#### [Given problem]
Copy out all of the records below word for word, leaving the pictures out.
%%
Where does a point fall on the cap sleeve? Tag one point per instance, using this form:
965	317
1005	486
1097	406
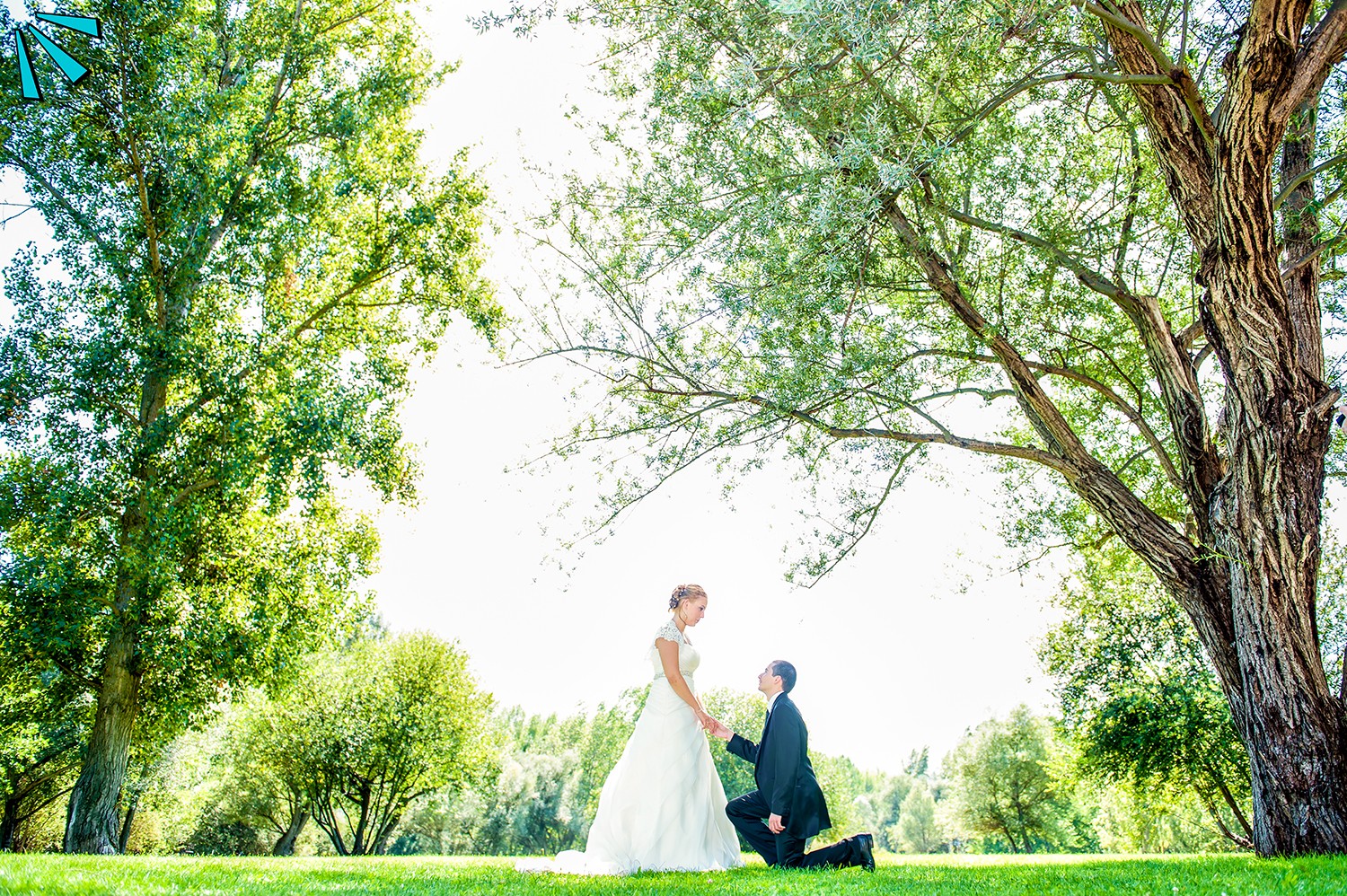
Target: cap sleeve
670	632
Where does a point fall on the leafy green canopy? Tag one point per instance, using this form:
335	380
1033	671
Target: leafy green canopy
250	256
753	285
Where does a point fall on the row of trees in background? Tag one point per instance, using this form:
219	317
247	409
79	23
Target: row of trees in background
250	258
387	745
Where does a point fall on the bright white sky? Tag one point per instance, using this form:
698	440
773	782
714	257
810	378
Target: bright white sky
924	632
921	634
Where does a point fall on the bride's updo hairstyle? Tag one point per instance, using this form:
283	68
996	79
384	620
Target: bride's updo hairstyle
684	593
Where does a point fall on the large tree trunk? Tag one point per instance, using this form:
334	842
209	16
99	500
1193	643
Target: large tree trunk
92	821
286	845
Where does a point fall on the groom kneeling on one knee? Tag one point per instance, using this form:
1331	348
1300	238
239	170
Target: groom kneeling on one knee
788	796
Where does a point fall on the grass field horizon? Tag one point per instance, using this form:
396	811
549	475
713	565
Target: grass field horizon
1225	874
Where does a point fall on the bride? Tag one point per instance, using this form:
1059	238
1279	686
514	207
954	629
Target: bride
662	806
%%
#### [Correct output]
Where does a point fall on the cap sleeve? Tag one point per instance, using this form:
965	317
1005	486
1097	406
Target: cap sleeve
670	632
Where does a point fall on the leafy green canopy? Tag one point per instance, using this form:
335	380
1033	671
Target: leafy green canopy
250	256
753	285
Where does a point fall on the row of trees in background? Tag one point per instance, using this form:
219	317
247	409
79	23
Target: row of trees in background
250	258
387	745
Where does a point fall on the bright white sky? Tag one point per instance, using this form:
698	440
773	782
714	257
810	378
Target: bright white sky
924	632
921	634
Where does a point fall on the bride's updo hairstyle? Tag one point per instance, using this form:
283	68
996	79
384	620
Target: bride's updo hairstyle
684	593
Where does a point fall on the large tree trunk? Tag one point per instance, using this form:
334	842
209	16
99	500
1193	643
Target: large tree trunk
92	821
286	845
Where does a point fall on the groom kneeling on one knee? Tag one point per instance, using this form:
1331	348
1300	238
239	170
Target: groom kneeling on one knee
788	796
Where does a point fall on the grass field horizon? Tag one point per instance, using this form:
396	811
549	475
713	565
Target: grass field horizon
1225	874
Where does a point fall on the bride? Tag one point per instance, using this form:
1059	238
1279	686
514	207
954	629
Target: bride
662	806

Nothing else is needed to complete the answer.